* _What the task requires_: Repeat the lines of the listing below exactly, starting at the line that contains "the round dryer" and running through the last line, both included, and only those.

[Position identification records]

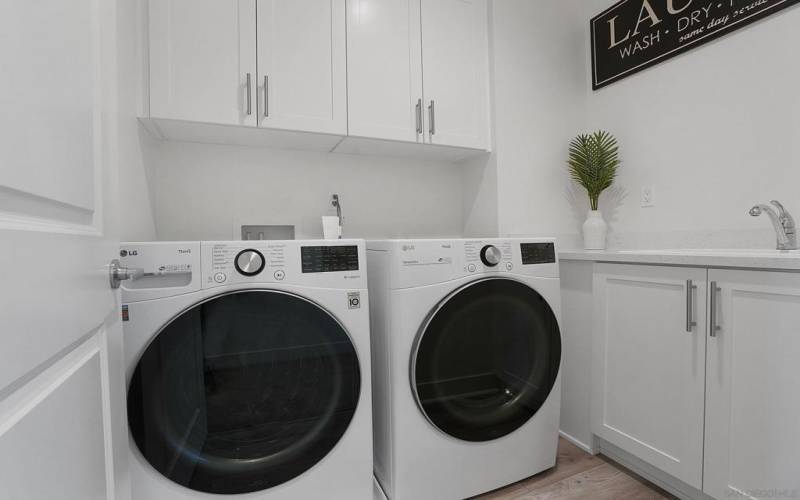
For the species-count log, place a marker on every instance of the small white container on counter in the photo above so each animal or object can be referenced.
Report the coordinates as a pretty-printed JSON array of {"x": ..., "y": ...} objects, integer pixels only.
[{"x": 331, "y": 230}]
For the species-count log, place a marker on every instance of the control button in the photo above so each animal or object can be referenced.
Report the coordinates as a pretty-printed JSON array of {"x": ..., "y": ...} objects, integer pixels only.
[
  {"x": 491, "y": 255},
  {"x": 249, "y": 262}
]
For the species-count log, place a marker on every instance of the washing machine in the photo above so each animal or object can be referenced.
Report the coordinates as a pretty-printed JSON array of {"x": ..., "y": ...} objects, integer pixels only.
[
  {"x": 248, "y": 368},
  {"x": 466, "y": 356}
]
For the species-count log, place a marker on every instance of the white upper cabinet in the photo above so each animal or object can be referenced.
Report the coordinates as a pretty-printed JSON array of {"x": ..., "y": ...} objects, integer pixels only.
[
  {"x": 201, "y": 53},
  {"x": 418, "y": 71},
  {"x": 384, "y": 68},
  {"x": 752, "y": 430},
  {"x": 302, "y": 65},
  {"x": 455, "y": 68},
  {"x": 648, "y": 369}
]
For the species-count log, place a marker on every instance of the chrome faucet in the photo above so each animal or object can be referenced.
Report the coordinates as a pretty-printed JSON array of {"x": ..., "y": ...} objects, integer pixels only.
[
  {"x": 783, "y": 223},
  {"x": 338, "y": 205}
]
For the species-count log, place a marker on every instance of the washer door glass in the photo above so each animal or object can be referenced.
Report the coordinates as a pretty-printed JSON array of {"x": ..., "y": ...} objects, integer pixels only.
[
  {"x": 243, "y": 392},
  {"x": 486, "y": 360}
]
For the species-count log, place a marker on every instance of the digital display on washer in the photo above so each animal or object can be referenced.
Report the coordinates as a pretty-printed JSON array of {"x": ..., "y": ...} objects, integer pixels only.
[
  {"x": 329, "y": 259},
  {"x": 538, "y": 253}
]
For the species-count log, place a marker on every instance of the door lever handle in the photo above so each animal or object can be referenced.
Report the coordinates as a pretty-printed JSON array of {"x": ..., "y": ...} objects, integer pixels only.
[{"x": 117, "y": 273}]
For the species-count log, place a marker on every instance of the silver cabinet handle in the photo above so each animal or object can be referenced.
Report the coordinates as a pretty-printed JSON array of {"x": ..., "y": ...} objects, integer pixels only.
[
  {"x": 266, "y": 96},
  {"x": 117, "y": 273},
  {"x": 419, "y": 116},
  {"x": 249, "y": 85},
  {"x": 713, "y": 326},
  {"x": 690, "y": 322},
  {"x": 432, "y": 117}
]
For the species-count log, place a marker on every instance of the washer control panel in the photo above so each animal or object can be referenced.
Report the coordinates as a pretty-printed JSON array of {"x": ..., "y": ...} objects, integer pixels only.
[{"x": 322, "y": 263}]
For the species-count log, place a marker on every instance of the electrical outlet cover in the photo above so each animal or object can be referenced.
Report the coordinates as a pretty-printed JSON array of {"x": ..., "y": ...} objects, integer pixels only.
[{"x": 648, "y": 198}]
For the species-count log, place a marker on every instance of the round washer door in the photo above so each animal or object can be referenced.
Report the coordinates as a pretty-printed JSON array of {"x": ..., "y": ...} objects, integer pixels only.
[
  {"x": 486, "y": 360},
  {"x": 243, "y": 392}
]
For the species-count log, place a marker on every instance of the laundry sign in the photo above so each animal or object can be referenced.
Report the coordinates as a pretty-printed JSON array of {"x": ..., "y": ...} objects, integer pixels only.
[{"x": 635, "y": 34}]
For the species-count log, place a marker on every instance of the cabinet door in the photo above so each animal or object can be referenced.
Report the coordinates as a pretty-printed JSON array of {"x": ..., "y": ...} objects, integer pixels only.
[
  {"x": 201, "y": 52},
  {"x": 455, "y": 72},
  {"x": 752, "y": 429},
  {"x": 648, "y": 366},
  {"x": 302, "y": 65},
  {"x": 384, "y": 69}
]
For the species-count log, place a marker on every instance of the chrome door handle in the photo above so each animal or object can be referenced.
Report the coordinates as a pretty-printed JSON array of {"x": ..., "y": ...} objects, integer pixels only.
[
  {"x": 690, "y": 322},
  {"x": 266, "y": 96},
  {"x": 432, "y": 117},
  {"x": 419, "y": 117},
  {"x": 117, "y": 273},
  {"x": 714, "y": 328},
  {"x": 249, "y": 85}
]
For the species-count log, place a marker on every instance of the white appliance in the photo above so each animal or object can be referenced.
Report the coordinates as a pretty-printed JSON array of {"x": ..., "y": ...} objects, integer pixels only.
[
  {"x": 466, "y": 359},
  {"x": 248, "y": 367}
]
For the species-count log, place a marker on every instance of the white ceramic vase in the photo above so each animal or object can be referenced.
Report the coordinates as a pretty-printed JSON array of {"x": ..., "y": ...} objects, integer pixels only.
[{"x": 595, "y": 231}]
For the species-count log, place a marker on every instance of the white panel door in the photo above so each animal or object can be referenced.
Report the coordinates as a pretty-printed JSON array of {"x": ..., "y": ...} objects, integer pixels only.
[
  {"x": 752, "y": 426},
  {"x": 201, "y": 53},
  {"x": 455, "y": 68},
  {"x": 61, "y": 379},
  {"x": 648, "y": 365},
  {"x": 302, "y": 65},
  {"x": 384, "y": 69}
]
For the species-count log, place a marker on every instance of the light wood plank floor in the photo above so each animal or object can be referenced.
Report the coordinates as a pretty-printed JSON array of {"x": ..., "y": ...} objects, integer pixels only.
[{"x": 578, "y": 475}]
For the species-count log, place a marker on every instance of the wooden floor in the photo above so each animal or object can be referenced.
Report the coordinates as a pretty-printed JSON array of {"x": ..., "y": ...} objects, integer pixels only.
[{"x": 580, "y": 475}]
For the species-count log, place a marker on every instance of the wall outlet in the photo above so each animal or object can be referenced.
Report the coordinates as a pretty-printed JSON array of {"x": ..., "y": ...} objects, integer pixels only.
[{"x": 648, "y": 196}]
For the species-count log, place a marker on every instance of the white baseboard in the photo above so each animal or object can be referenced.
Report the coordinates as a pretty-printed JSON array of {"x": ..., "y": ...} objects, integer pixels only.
[
  {"x": 652, "y": 474},
  {"x": 580, "y": 444}
]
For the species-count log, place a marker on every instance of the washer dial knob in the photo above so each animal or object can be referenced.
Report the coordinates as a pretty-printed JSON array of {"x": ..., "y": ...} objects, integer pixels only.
[
  {"x": 249, "y": 262},
  {"x": 491, "y": 255}
]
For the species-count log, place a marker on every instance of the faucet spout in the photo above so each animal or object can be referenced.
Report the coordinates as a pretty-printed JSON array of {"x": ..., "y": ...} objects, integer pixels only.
[{"x": 782, "y": 222}]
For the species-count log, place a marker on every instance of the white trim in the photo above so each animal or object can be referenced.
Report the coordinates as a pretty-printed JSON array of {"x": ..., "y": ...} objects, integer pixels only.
[
  {"x": 580, "y": 444},
  {"x": 656, "y": 476}
]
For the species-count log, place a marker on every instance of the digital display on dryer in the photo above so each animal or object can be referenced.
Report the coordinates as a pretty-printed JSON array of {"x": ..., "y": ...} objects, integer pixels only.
[
  {"x": 538, "y": 253},
  {"x": 329, "y": 259}
]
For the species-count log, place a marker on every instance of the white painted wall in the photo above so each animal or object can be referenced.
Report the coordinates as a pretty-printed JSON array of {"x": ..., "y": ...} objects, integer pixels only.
[
  {"x": 136, "y": 146},
  {"x": 715, "y": 130},
  {"x": 539, "y": 90},
  {"x": 209, "y": 191},
  {"x": 576, "y": 369}
]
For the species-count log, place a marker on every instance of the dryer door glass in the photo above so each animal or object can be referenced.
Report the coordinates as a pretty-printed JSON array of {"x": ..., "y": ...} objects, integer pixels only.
[
  {"x": 486, "y": 360},
  {"x": 243, "y": 392}
]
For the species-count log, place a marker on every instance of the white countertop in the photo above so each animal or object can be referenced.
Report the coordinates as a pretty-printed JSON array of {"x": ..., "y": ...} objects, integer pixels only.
[{"x": 729, "y": 258}]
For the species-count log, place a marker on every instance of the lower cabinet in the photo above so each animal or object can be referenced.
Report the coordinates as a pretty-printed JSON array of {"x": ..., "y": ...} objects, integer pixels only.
[
  {"x": 649, "y": 365},
  {"x": 697, "y": 372}
]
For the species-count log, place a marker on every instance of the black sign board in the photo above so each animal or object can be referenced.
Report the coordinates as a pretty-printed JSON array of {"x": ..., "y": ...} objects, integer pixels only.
[{"x": 635, "y": 34}]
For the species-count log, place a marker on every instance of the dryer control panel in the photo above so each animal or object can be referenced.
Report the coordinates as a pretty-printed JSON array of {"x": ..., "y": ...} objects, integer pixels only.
[{"x": 420, "y": 262}]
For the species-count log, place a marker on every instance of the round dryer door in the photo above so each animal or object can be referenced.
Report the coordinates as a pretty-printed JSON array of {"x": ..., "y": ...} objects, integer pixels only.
[
  {"x": 486, "y": 360},
  {"x": 243, "y": 392}
]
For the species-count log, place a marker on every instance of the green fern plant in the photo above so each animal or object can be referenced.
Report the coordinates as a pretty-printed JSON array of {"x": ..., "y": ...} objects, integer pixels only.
[{"x": 593, "y": 163}]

* _Exercise response_:
For the species-count log, place a marker on every instance of the round dryer door in the photo above so each animal or object can be referenced.
Report the coordinates as a pretty-printed JSON array of {"x": ..., "y": ...} objects, integer pixels only.
[
  {"x": 486, "y": 360},
  {"x": 243, "y": 392}
]
For the species-count log, place a marker on every instance of the green fern plant in the photo above so each animal or object can be referenced.
Report the coordinates as a pretty-printed JSON array of {"x": ..., "y": ...} objects, integer pixels only.
[{"x": 593, "y": 163}]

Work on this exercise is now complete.